WORK TO COMPLETE —
Your answer must be an exact copy of the records below.
****************************************
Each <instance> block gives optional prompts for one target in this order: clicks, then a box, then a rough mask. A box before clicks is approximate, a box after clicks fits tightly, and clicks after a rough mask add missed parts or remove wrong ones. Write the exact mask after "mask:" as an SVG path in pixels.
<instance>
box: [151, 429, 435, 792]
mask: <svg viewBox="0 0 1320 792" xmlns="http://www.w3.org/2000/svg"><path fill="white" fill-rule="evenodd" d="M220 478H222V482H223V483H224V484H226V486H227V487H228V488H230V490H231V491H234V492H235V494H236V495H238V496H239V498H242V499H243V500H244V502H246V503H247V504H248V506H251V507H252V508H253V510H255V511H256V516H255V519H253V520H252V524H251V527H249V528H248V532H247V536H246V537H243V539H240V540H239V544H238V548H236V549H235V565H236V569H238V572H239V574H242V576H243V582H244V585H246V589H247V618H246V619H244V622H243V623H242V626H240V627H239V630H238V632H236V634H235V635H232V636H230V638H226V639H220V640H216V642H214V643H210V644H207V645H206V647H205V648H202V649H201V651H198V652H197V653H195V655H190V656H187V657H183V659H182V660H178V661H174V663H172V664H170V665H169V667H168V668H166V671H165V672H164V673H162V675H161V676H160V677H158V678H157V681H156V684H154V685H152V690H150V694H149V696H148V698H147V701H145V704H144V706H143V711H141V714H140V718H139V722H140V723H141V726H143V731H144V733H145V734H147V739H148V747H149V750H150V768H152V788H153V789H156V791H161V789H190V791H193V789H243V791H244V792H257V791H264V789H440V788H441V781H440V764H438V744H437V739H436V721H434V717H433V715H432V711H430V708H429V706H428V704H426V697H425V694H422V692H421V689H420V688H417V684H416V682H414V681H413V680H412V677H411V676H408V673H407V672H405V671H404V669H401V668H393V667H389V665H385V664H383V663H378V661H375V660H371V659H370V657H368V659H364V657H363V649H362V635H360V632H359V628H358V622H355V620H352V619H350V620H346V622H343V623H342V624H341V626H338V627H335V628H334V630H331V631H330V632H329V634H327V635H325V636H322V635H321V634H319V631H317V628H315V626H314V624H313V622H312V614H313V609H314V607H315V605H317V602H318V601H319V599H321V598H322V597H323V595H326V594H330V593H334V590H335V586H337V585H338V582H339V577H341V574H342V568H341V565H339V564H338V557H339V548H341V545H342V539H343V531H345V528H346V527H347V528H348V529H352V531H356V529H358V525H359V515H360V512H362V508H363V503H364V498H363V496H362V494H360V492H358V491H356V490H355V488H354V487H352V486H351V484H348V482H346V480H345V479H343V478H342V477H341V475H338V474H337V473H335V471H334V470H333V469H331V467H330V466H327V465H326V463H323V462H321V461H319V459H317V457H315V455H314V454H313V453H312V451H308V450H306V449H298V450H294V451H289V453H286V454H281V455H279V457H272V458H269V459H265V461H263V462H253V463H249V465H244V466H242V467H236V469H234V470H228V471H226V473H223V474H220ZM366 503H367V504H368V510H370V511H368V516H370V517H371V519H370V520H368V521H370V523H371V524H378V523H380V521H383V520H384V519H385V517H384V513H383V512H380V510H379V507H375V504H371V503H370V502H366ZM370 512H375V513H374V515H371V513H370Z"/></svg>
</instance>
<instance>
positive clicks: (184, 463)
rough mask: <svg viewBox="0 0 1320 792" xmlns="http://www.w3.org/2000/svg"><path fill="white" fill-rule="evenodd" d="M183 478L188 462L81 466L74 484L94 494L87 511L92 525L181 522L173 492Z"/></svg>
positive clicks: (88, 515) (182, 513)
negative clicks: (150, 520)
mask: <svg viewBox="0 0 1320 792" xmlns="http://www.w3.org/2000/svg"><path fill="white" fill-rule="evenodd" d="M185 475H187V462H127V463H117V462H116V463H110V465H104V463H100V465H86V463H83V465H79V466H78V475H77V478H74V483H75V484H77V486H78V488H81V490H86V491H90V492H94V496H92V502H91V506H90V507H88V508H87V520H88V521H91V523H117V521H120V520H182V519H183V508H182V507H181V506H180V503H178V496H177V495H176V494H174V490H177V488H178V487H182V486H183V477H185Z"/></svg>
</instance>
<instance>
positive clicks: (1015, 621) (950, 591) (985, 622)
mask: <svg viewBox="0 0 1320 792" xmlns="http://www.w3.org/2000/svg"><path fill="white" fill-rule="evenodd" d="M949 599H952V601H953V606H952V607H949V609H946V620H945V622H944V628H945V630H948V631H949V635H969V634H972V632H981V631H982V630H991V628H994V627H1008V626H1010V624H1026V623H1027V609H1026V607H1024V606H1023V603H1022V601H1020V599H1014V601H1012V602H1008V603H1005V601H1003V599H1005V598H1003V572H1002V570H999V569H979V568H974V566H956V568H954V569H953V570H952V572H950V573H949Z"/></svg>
****************************************
OUTPUT FOR THIS TASK —
Each <instance> block gives optional prompts for one target in this order: clicks, then a box, then a rough mask. A box before clicks is approximate, a box after clicks fits tightly, and clicks after a rough mask add missed parts or remove wrong ones. Write the exact mask after "mask:" as an SVG path in pixels.
<instance>
box: [151, 429, 435, 792]
mask: <svg viewBox="0 0 1320 792" xmlns="http://www.w3.org/2000/svg"><path fill="white" fill-rule="evenodd" d="M220 478H222V482H223V483H224V484H226V486H227V487H228V488H230V490H231V491H234V492H235V494H236V495H238V496H239V498H242V499H243V500H244V502H246V503H247V504H248V506H251V507H252V508H253V510H255V511H256V516H255V519H253V520H252V524H251V527H249V528H248V532H247V536H246V537H243V539H240V540H239V544H238V548H236V549H235V565H236V569H238V572H239V574H242V576H243V582H244V585H246V589H247V618H246V619H244V622H243V623H242V626H240V627H239V630H238V632H236V634H235V635H232V636H230V638H226V639H220V640H216V642H214V643H210V644H207V645H206V647H205V648H202V649H201V651H198V652H197V653H195V655H190V656H187V657H183V659H182V660H178V661H174V663H172V664H170V665H169V667H168V668H166V671H165V672H164V673H162V675H161V676H160V677H158V678H157V681H156V684H154V685H152V690H150V694H149V696H148V698H147V701H145V704H144V706H143V711H141V714H140V718H139V722H140V723H141V726H143V731H144V733H145V734H147V739H148V747H149V750H150V768H152V788H153V789H156V791H161V789H190V791H193V789H243V791H244V792H257V791H264V789H440V788H441V781H440V764H438V744H437V739H436V721H434V717H433V715H432V711H430V708H429V706H428V704H426V697H425V694H422V692H421V689H420V688H417V684H416V682H414V681H413V680H412V677H411V676H408V673H407V672H405V671H404V669H401V668H393V667H389V665H385V664H383V663H378V661H375V660H371V659H370V657H368V659H364V657H363V649H362V635H360V632H359V628H358V622H355V620H352V619H350V620H346V622H343V623H342V624H341V626H338V627H335V628H334V630H331V631H330V632H329V634H327V635H325V636H322V635H321V634H319V631H317V628H315V626H314V624H313V622H312V614H313V609H314V607H315V605H317V602H318V601H319V599H321V598H322V597H323V595H326V594H330V593H334V590H335V586H337V585H338V582H339V577H341V574H342V568H341V565H339V564H338V557H339V548H341V545H342V539H343V531H345V528H346V527H347V528H348V529H352V531H356V529H358V525H359V515H360V512H362V508H363V503H364V498H363V496H362V494H360V492H358V491H356V490H355V488H354V487H352V486H351V484H348V482H346V480H345V479H343V478H342V477H341V475H338V474H337V473H335V471H334V470H333V469H331V467H330V466H327V465H326V463H323V462H321V461H319V459H317V457H315V455H314V454H313V453H312V451H308V450H306V449H298V450H294V451H289V453H286V454H281V455H279V457H272V458H269V459H265V461H263V462H253V463H249V465H244V466H242V467H236V469H234V470H228V471H226V473H223V474H220ZM366 503H367V504H368V510H370V511H368V516H370V517H371V519H370V520H368V521H370V523H371V524H378V523H380V521H383V520H384V519H385V517H384V513H383V512H380V510H379V507H375V504H371V503H370V502H366ZM370 512H375V513H374V515H371V513H370Z"/></svg>
</instance>
<instance>
positive clicks: (184, 463)
rough mask: <svg viewBox="0 0 1320 792" xmlns="http://www.w3.org/2000/svg"><path fill="white" fill-rule="evenodd" d="M183 478L188 462L81 466L74 484L94 494L87 511L92 525L181 522L173 492Z"/></svg>
positive clicks: (88, 515) (182, 513)
negative clicks: (150, 520)
mask: <svg viewBox="0 0 1320 792" xmlns="http://www.w3.org/2000/svg"><path fill="white" fill-rule="evenodd" d="M185 475H187V462H127V463H117V462H116V463H110V465H104V463H100V465H86V463H83V465H79V466H78V475H77V478H74V483H75V484H77V486H78V488H81V490H86V491H90V492H94V496H92V502H91V506H90V507H88V508H87V520H88V521H91V523H117V521H120V520H182V519H183V508H182V507H181V506H180V503H178V496H177V495H176V494H174V490H177V488H178V487H182V486H183V477H185Z"/></svg>
</instance>
<instance>
positive clicks: (1015, 621) (950, 591) (985, 622)
mask: <svg viewBox="0 0 1320 792" xmlns="http://www.w3.org/2000/svg"><path fill="white" fill-rule="evenodd" d="M949 599H952V601H953V606H952V607H949V609H946V620H945V622H944V628H945V630H948V631H949V635H969V634H972V632H981V631H982V630H991V628H994V627H1008V626H1010V624H1026V623H1027V609H1026V607H1024V606H1023V603H1022V601H1020V599H1014V601H1012V602H1008V603H1005V601H1003V599H1005V598H1003V572H1002V570H999V569H979V568H974V566H956V568H954V569H953V570H952V572H950V573H949Z"/></svg>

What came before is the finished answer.